══ DATASET CONTENT ══

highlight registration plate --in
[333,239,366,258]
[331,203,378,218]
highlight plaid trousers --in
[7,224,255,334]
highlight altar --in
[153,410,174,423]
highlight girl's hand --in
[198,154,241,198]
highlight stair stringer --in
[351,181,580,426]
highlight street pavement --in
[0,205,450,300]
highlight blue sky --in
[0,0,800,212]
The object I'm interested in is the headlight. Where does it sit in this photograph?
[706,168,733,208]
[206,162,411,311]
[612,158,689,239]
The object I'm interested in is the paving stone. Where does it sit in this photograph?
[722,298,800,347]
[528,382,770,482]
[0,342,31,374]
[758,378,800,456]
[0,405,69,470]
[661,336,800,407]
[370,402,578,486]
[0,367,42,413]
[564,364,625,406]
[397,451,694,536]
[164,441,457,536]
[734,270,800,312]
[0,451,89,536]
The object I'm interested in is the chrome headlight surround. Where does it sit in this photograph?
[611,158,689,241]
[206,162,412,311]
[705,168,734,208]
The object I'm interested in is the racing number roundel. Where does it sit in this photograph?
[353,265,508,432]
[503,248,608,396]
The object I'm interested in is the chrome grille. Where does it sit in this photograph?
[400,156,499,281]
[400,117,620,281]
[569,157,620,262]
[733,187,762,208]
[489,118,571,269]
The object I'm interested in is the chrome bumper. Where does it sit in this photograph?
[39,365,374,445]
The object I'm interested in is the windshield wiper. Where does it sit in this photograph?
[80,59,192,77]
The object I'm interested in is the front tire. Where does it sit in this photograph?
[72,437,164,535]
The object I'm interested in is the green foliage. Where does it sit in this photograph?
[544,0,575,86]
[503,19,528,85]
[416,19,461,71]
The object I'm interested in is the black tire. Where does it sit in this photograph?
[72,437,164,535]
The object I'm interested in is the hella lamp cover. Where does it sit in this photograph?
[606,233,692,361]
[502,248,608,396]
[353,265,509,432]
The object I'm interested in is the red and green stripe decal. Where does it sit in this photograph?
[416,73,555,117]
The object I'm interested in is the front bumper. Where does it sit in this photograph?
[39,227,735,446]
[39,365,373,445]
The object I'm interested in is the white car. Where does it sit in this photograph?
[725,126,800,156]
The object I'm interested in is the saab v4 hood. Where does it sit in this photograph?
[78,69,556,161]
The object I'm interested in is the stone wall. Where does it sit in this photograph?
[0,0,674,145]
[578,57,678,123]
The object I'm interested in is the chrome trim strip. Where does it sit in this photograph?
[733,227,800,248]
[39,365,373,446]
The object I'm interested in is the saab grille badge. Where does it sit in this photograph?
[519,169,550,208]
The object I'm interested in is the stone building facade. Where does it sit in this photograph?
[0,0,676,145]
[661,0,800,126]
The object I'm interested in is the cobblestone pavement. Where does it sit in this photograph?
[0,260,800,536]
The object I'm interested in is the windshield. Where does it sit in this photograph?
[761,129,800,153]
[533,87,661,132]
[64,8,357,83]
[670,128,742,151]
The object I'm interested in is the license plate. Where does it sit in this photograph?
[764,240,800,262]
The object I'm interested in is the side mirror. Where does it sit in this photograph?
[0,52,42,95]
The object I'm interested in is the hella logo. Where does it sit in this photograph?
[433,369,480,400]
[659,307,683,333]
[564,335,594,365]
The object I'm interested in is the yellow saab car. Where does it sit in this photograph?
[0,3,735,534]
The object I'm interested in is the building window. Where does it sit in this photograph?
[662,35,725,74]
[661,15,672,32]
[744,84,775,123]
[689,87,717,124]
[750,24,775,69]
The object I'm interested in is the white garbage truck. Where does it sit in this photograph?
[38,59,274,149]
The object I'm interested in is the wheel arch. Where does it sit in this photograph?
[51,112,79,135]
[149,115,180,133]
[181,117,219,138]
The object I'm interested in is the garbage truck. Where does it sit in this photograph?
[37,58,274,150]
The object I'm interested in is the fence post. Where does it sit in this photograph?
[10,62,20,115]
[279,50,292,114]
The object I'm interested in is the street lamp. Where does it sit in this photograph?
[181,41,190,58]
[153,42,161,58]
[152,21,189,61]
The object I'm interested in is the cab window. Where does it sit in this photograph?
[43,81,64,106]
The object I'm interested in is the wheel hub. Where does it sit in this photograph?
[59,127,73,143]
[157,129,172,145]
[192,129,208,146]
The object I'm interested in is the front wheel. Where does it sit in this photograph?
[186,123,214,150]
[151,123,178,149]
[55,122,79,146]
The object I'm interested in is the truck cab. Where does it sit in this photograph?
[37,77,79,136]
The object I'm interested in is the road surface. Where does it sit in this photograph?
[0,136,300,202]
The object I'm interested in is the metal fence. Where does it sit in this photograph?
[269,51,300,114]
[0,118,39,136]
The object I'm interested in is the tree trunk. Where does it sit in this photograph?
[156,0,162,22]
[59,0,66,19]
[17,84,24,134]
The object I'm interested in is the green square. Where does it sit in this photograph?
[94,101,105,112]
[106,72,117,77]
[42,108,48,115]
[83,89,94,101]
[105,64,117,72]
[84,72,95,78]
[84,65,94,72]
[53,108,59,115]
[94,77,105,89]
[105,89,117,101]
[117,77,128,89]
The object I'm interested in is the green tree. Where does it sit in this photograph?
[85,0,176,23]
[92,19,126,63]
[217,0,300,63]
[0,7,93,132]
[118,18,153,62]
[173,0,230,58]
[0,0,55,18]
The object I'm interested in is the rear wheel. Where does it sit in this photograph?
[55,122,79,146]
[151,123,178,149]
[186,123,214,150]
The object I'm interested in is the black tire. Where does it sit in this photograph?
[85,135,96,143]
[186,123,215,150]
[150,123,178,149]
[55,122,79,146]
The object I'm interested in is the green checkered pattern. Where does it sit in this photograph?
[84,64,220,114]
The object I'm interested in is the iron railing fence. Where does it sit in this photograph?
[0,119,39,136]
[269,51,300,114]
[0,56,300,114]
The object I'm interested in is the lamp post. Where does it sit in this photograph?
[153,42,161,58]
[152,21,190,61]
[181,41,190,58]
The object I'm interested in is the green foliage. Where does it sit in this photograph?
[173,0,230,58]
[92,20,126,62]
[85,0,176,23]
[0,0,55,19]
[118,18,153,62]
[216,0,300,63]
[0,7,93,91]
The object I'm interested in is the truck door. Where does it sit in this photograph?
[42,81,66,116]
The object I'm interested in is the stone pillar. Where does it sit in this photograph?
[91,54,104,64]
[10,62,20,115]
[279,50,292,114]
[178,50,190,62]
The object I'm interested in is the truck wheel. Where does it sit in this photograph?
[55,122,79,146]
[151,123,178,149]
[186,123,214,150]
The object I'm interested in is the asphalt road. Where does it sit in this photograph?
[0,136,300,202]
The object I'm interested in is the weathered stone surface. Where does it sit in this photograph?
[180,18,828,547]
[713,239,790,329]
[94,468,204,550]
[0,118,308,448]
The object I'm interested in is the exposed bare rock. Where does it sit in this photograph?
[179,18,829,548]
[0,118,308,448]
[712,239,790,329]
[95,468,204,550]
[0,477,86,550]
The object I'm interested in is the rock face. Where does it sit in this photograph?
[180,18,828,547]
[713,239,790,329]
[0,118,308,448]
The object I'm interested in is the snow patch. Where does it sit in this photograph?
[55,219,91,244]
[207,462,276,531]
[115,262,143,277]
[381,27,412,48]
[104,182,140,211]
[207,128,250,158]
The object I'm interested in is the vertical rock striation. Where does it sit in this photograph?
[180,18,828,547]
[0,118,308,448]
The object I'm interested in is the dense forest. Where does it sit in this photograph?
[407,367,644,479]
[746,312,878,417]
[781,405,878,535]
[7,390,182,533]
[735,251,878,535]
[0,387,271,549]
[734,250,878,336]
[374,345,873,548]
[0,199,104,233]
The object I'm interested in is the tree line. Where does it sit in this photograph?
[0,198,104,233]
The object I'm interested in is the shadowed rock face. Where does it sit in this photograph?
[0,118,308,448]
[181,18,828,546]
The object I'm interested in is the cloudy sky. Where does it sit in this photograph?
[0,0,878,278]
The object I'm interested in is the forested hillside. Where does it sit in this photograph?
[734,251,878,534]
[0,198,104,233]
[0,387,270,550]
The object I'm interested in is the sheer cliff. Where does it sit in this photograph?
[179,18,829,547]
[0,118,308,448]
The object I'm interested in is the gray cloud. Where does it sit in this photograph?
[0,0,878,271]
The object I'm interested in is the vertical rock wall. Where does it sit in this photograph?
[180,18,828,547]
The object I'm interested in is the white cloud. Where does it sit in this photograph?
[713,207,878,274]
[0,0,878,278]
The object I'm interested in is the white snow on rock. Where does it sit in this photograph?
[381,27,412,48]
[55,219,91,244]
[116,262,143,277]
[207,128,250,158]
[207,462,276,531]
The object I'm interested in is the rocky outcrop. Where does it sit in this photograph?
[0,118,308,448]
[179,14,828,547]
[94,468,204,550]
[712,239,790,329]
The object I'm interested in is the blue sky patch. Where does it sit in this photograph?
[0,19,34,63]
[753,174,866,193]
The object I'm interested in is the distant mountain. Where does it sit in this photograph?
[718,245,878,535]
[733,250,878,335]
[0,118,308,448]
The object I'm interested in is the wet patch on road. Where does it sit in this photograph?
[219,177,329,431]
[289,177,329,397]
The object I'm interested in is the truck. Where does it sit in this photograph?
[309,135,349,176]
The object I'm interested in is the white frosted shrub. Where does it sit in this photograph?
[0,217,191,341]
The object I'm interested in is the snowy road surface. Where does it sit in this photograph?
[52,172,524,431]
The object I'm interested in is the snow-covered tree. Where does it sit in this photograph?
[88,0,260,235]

═══

*TASK DETAILS*
Reproduce the entries above verbatim, from the first line of the entries down to and including the line that contains "[612,158,689,239]".

*SOLUTION TO THIS TASK*
highlight registration plate --in
[333,239,366,258]
[331,203,378,218]
highlight plaid trousers --in
[7,224,255,334]
highlight altar --in
[153,410,174,423]
highlight girl's hand --in
[198,154,241,198]
highlight stair stringer --in
[351,181,580,426]
highlight street pavement --in
[0,205,450,300]
highlight blue sky --in
[0,0,800,212]
The object I'm interested in is the headlight. Where does it sit in this photograph?
[706,168,733,208]
[206,162,411,311]
[612,158,689,239]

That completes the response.